— THE REQUEST —
Arrange the lines starting with the one containing "Description of what to find: green" and going on through the one containing "[298,197,376,237]", both included, as a Markdown table with a "Row" column giving each row's number and a "Line" column giving the line, leaving out blank lines.

— THE DATA —
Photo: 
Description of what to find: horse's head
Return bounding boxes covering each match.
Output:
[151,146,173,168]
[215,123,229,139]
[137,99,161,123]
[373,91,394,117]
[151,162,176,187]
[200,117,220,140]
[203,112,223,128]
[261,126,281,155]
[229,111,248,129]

--

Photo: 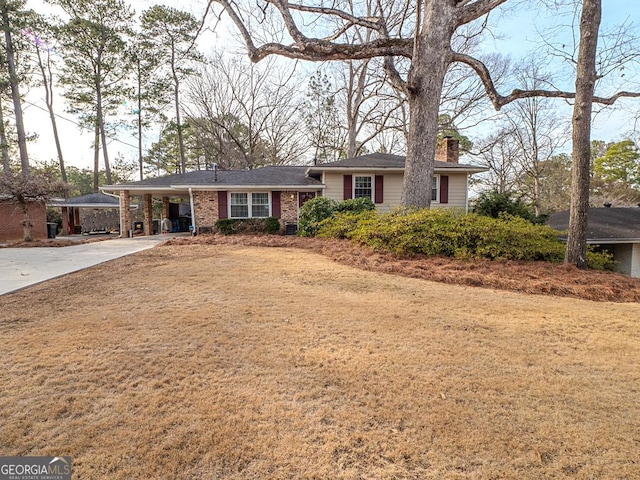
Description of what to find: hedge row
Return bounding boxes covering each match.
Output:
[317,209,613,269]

==

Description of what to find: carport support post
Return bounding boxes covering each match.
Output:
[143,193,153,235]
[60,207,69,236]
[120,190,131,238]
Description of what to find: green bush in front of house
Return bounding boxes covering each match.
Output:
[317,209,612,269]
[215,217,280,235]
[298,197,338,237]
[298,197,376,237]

— WRITTEN REPLY —
| Row | Line |
|---|---|
| 1 | Description of what to find: green bush in front of house |
| 2 | Return bounding boxes covering each match. |
| 3 | Output: |
| 4 | [317,209,612,269] |
| 5 | [215,217,280,235] |
| 6 | [298,197,338,237] |
| 7 | [298,197,376,237] |